*TASK INSTRUCTIONS*
Could you filter the records below and return each line that holds "headlight"?

*SOURCE RECORDS*

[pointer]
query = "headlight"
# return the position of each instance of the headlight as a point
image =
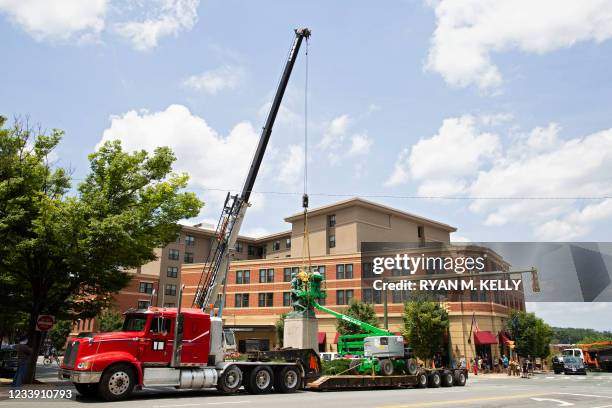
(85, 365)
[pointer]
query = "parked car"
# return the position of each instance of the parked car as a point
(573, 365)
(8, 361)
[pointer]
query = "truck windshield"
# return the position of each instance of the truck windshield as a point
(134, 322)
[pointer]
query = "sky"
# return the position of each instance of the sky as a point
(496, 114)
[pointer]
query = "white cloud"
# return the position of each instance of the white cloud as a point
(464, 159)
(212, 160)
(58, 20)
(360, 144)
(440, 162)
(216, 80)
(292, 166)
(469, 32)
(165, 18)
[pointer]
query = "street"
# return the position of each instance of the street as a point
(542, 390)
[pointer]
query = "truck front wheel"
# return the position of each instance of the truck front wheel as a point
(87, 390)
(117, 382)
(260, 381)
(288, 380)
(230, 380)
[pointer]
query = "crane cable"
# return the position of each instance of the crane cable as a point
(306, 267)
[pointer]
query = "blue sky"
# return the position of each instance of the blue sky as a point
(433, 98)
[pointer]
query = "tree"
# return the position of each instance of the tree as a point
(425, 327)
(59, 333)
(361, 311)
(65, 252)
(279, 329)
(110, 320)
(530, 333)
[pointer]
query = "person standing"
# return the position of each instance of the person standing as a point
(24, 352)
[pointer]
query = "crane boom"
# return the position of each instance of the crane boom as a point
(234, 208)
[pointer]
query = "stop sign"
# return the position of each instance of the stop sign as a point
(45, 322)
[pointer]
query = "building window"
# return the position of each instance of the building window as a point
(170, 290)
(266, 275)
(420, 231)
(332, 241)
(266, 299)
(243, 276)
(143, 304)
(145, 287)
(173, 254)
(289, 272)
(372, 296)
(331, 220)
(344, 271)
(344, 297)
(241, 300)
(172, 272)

==

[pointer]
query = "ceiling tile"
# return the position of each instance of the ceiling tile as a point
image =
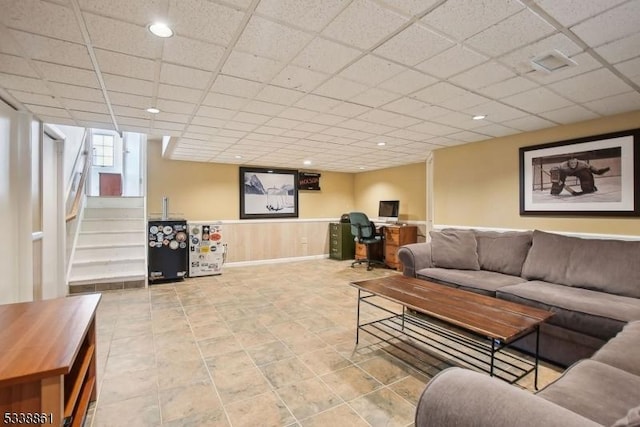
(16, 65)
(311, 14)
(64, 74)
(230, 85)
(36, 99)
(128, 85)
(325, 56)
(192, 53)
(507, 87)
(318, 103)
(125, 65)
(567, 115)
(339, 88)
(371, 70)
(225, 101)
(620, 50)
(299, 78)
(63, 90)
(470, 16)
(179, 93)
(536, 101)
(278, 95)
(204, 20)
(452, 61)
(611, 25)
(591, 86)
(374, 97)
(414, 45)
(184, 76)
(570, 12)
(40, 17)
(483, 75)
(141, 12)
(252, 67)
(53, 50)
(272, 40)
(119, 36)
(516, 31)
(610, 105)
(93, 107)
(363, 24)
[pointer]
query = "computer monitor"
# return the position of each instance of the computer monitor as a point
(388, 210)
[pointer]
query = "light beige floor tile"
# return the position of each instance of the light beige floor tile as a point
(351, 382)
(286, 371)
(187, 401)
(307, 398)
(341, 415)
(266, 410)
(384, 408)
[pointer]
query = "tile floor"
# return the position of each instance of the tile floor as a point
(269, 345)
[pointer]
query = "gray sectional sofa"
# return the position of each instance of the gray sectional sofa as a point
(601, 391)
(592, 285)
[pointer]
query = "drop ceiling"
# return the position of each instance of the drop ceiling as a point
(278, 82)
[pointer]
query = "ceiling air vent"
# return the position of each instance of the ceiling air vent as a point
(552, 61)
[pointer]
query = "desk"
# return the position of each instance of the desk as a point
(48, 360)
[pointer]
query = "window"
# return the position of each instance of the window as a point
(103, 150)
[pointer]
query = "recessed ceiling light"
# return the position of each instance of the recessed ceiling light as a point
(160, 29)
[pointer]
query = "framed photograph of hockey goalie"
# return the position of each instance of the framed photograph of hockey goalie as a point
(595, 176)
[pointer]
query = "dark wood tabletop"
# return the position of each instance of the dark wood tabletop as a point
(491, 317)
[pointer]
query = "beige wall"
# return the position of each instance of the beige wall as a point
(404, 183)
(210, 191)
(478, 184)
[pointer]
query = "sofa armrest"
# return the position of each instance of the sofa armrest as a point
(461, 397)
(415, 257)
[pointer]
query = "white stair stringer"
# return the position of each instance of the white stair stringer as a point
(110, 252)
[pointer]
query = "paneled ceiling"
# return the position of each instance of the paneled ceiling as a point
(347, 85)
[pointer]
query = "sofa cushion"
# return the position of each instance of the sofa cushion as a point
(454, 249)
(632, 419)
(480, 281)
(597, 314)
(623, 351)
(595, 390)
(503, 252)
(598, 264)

--

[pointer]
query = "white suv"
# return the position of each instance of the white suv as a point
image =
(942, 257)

*WRITTEN SOLUTION*
query = "headlight"
# return the position of each instance of the headlight as a point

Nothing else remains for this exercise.